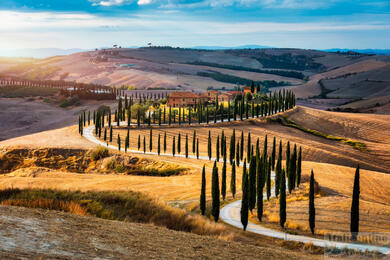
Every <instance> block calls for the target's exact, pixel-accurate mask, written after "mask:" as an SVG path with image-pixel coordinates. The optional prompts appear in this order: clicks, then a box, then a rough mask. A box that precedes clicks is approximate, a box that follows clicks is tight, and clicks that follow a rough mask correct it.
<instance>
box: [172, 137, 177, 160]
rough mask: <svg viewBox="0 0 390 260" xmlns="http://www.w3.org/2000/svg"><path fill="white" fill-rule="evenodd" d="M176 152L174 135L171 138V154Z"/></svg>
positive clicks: (175, 146)
mask: <svg viewBox="0 0 390 260" xmlns="http://www.w3.org/2000/svg"><path fill="white" fill-rule="evenodd" d="M175 153H176V142H175V136H174V137H173V139H172V155H173V156H175Z"/></svg>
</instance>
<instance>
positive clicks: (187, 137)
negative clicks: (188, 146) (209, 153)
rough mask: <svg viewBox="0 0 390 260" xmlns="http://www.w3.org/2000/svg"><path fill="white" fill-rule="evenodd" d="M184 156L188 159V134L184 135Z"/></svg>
mask: <svg viewBox="0 0 390 260" xmlns="http://www.w3.org/2000/svg"><path fill="white" fill-rule="evenodd" d="M185 155H186V158H188V134H186V146H185Z"/></svg>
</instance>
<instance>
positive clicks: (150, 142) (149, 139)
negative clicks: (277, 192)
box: [149, 128, 153, 152]
mask: <svg viewBox="0 0 390 260" xmlns="http://www.w3.org/2000/svg"><path fill="white" fill-rule="evenodd" d="M152 149H153V132H152V128H150V132H149V152H151V151H152Z"/></svg>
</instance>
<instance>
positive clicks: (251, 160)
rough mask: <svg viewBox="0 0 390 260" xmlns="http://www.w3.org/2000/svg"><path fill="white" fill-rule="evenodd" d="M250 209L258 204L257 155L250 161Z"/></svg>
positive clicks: (249, 193)
mask: <svg viewBox="0 0 390 260" xmlns="http://www.w3.org/2000/svg"><path fill="white" fill-rule="evenodd" d="M248 180H249V198H248V199H249V210H250V211H251V212H252V210H253V209H254V208H255V206H256V157H254V156H252V157H251V160H250V162H249V179H248Z"/></svg>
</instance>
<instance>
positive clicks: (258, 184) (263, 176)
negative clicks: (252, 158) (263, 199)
mask: <svg viewBox="0 0 390 260" xmlns="http://www.w3.org/2000/svg"><path fill="white" fill-rule="evenodd" d="M262 164H263V160H261V159H260V158H259V156H258V157H257V160H256V173H257V183H256V184H257V185H256V186H257V218H258V219H259V221H261V220H262V218H263V182H264V171H263V170H264V167H263V165H262Z"/></svg>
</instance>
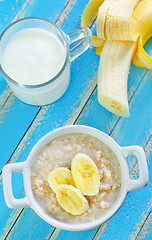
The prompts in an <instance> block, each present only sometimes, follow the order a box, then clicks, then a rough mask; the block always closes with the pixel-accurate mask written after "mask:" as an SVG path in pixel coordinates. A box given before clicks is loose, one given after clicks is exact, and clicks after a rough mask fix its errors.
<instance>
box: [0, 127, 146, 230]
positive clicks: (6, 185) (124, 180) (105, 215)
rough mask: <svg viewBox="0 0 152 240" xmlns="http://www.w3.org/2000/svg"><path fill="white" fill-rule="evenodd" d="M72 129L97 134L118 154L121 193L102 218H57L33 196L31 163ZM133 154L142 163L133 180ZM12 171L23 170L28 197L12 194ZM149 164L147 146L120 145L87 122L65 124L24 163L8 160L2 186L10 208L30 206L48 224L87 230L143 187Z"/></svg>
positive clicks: (33, 148)
mask: <svg viewBox="0 0 152 240" xmlns="http://www.w3.org/2000/svg"><path fill="white" fill-rule="evenodd" d="M69 133H84V134H89V135H91V136H94V137H96V138H98V139H99V140H101V141H102V142H104V143H105V144H107V145H108V146H109V147H110V148H111V150H112V151H113V152H114V153H115V154H116V156H117V158H118V160H119V163H120V169H121V188H120V192H119V195H118V197H117V199H116V201H115V202H114V203H113V205H112V207H111V208H110V209H109V210H108V211H106V213H105V214H104V215H102V216H101V217H100V218H98V219H96V220H94V221H92V222H87V223H79V224H72V223H65V222H62V221H59V220H56V219H54V218H53V217H51V216H50V215H49V214H48V213H46V212H45V211H44V210H43V209H42V207H41V206H40V205H39V203H38V202H37V200H36V199H35V197H34V194H33V192H32V187H31V166H32V164H33V161H34V160H35V159H36V157H37V156H38V154H39V152H40V151H41V149H42V148H43V147H44V146H45V145H46V144H47V143H49V142H50V141H52V140H53V139H54V138H57V137H60V136H62V135H65V134H69ZM130 155H135V156H136V157H137V160H138V164H139V178H138V179H136V180H132V179H131V178H130V177H129V168H128V164H127V157H128V156H130ZM13 172H22V174H23V178H24V188H25V195H26V196H25V197H24V198H22V199H16V198H14V196H13V192H12V183H11V176H12V173H13ZM148 179H149V177H148V168H147V162H146V158H145V153H144V150H143V149H142V148H141V147H139V146H130V147H120V146H119V145H118V144H117V143H116V142H115V141H114V140H113V139H112V138H111V137H109V136H108V135H107V134H105V133H103V132H101V131H99V130H97V129H95V128H91V127H87V126H80V125H75V126H66V127H62V128H58V129H56V130H53V131H51V132H49V133H48V134H46V135H45V136H44V137H42V138H41V139H40V140H39V141H38V142H37V144H36V145H35V146H34V148H33V149H32V151H31V153H30V154H29V156H28V159H27V161H25V162H21V163H12V164H8V165H6V166H5V167H4V168H3V188H4V195H5V200H6V204H7V205H8V207H11V208H18V207H31V208H33V209H34V211H35V212H36V213H37V214H38V215H39V216H40V217H41V218H43V219H44V220H45V221H46V222H48V223H49V224H51V225H53V226H56V227H58V228H62V229H66V230H71V231H80V230H88V229H91V228H94V227H96V226H98V225H101V224H102V223H104V222H105V221H107V220H108V219H109V218H110V217H112V216H113V215H114V214H115V213H116V211H117V210H118V209H119V208H120V206H121V205H122V203H123V201H124V199H125V197H126V194H127V192H129V191H132V190H135V189H139V188H142V187H144V186H145V185H146V184H147V183H148Z"/></svg>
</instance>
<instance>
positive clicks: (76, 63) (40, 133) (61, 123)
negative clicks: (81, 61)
mask: <svg viewBox="0 0 152 240" xmlns="http://www.w3.org/2000/svg"><path fill="white" fill-rule="evenodd" d="M77 63H78V61H76V63H75V65H76V64H77ZM87 63H88V62H87ZM79 64H80V63H79ZM78 76H79V75H78ZM74 80H75V79H74ZM81 80H82V79H81ZM78 83H80V82H79V81H78ZM73 84H74V83H73ZM82 84H83V82H82ZM85 85H86V83H85ZM74 86H75V85H74ZM73 89H74V88H73ZM79 94H81V92H80V91H79ZM83 94H84V89H83V92H82V96H83ZM65 95H66V94H65ZM70 96H71V97H72V95H70ZM63 99H64V97H63V98H62V100H63ZM64 100H65V102H66V100H68V98H65V99H64ZM74 100H75V99H74ZM65 102H64V103H65ZM64 103H63V104H62V103H61V102H60V104H61V107H64ZM72 103H73V102H72ZM66 104H67V102H66ZM70 104H71V103H70ZM70 104H69V105H68V104H67V105H68V107H69V106H73V105H70ZM79 104H80V100H79ZM79 104H77V103H76V104H75V105H74V109H78V108H79ZM54 106H55V107H56V106H58V105H56V104H55V105H54ZM61 107H60V106H59V107H58V108H57V110H61V111H63V110H62V108H61ZM52 108H53V106H52ZM44 109H45V108H44ZM46 109H47V108H46ZM65 109H67V110H68V108H65ZM65 109H64V110H65ZM74 109H73V108H72V109H70V110H73V112H74ZM47 110H48V109H47ZM70 110H69V111H68V113H67V116H65V118H66V117H67V119H69V117H70V116H72V114H71V115H70ZM73 112H72V113H73ZM49 114H50V116H48V119H47V121H46V122H45V124H48V123H49V121H50V120H51V121H52V119H54V120H56V121H55V123H54V124H52V123H51V124H50V129H52V128H54V127H56V126H60V125H61V126H62V124H65V123H66V121H65V120H63V121H62V119H60V116H58V114H57V118H56V115H54V116H53V117H52V118H51V114H52V115H53V114H54V111H52V109H51V111H49V112H48V115H49ZM58 120H59V123H58ZM44 127H46V126H44ZM47 130H49V125H48V126H47V127H46V128H45V129H44V128H43V129H41V131H38V133H37V134H39V136H38V137H40V136H41V135H42V134H44V133H45V132H46V131H47ZM33 143H34V142H32V144H33ZM16 231H17V230H16Z"/></svg>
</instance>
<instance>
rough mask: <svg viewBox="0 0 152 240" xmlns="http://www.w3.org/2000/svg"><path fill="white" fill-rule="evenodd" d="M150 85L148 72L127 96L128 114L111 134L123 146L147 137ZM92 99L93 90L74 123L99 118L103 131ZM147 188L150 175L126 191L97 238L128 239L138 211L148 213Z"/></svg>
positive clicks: (143, 146)
mask: <svg viewBox="0 0 152 240" xmlns="http://www.w3.org/2000/svg"><path fill="white" fill-rule="evenodd" d="M151 87H152V75H151V74H149V75H148V78H147V77H145V78H144V79H143V81H142V83H141V84H140V85H139V88H138V89H137V91H136V93H135V94H134V96H133V98H132V99H131V103H130V105H131V116H130V117H129V118H127V119H124V118H121V119H120V121H118V123H117V125H116V126H115V128H114V130H113V132H112V134H111V136H112V137H113V138H114V139H115V140H117V142H118V143H119V144H120V145H122V146H125V145H132V144H139V145H141V146H143V147H145V145H146V144H147V141H148V139H149V138H150V137H151V126H152V114H151V103H152V96H151ZM96 98H97V93H96V92H95V93H94V95H93V96H91V99H90V100H89V102H88V103H87V105H86V107H85V108H84V111H83V113H82V115H81V116H80V118H79V119H78V121H77V124H85V123H86V122H87V124H88V123H91V124H90V125H91V126H95V125H96V122H98V121H99V123H98V128H99V129H100V130H105V127H104V126H105V122H103V121H102V119H103V117H104V116H106V115H103V114H102V112H101V111H99V109H98V108H100V106H99V105H97V102H96V100H95V99H96ZM97 109H98V111H97ZM140 113H142V114H140ZM90 115H91V116H90ZM88 119H89V122H88ZM97 119H101V120H97ZM108 124H109V122H108V121H107V125H108ZM110 124H111V123H110ZM109 129H110V126H106V130H107V132H108V131H109ZM147 151H148V150H147ZM150 151H151V148H150V149H149V154H151V152H150ZM151 158H152V155H150V156H149V157H148V160H149V174H150V176H151V175H152V174H151V172H152V170H151V168H152V166H151V165H150V161H151ZM151 191H152V183H151V178H150V182H149V184H148V186H147V187H146V188H144V189H141V190H138V191H134V192H131V193H129V194H128V196H127V198H126V200H125V202H124V204H123V206H122V208H121V209H120V210H119V211H118V213H117V214H116V215H115V216H114V217H113V218H112V220H110V221H108V223H107V228H106V229H107V230H106V231H105V232H104V233H103V234H102V235H101V236H100V239H107V240H108V239H111V238H110V236H111V237H113V238H114V239H130V238H129V237H130V235H131V234H132V232H133V231H134V228H135V226H136V223H137V222H138V221H140V216H141V215H142V213H143V212H145V213H146V214H147V215H148V212H147V211H149V210H148V209H147V206H148V203H149V202H150V201H151ZM118 223H119V224H118Z"/></svg>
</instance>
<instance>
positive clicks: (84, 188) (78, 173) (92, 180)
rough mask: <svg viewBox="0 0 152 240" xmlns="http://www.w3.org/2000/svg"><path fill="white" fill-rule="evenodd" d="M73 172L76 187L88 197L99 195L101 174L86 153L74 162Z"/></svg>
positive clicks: (96, 166) (74, 160)
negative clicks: (100, 177)
mask: <svg viewBox="0 0 152 240" xmlns="http://www.w3.org/2000/svg"><path fill="white" fill-rule="evenodd" d="M71 171H72V175H73V179H74V181H75V185H76V187H77V188H78V189H79V190H80V192H81V193H83V194H84V195H88V196H93V195H96V194H98V192H99V185H100V174H99V171H98V168H97V166H96V165H95V163H94V161H93V160H92V159H91V158H90V157H89V156H87V155H86V154H84V153H78V154H76V155H75V157H74V158H73V160H72V164H71Z"/></svg>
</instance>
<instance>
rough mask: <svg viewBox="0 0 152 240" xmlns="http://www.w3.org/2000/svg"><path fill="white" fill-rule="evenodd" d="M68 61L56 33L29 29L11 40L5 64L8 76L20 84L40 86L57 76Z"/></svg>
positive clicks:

....

Brief: Set down exactly the line with "positive clicks: (96, 166) (74, 160)" and each line after it up to the end of the records, adding nothing.

Your response:
positive clicks: (96, 166) (74, 160)
negative clicks: (100, 177)
mask: <svg viewBox="0 0 152 240" xmlns="http://www.w3.org/2000/svg"><path fill="white" fill-rule="evenodd" d="M71 171H72V175H73V179H74V181H75V185H76V187H77V188H78V189H79V190H80V192H81V193H83V194H84V195H88V196H93V195H96V194H98V192H99V185H100V174H99V171H98V168H97V166H96V165H95V163H94V161H93V160H92V159H91V158H90V157H89V156H87V155H86V154H84V153H78V154H76V155H75V157H74V158H73V160H72V164H71Z"/></svg>
</instance>
<instance>
rough mask: <svg viewBox="0 0 152 240" xmlns="http://www.w3.org/2000/svg"><path fill="white" fill-rule="evenodd" d="M68 61L56 33L29 29L11 40L5 64L8 76L20 84L40 86L57 76Z"/></svg>
positive clicks:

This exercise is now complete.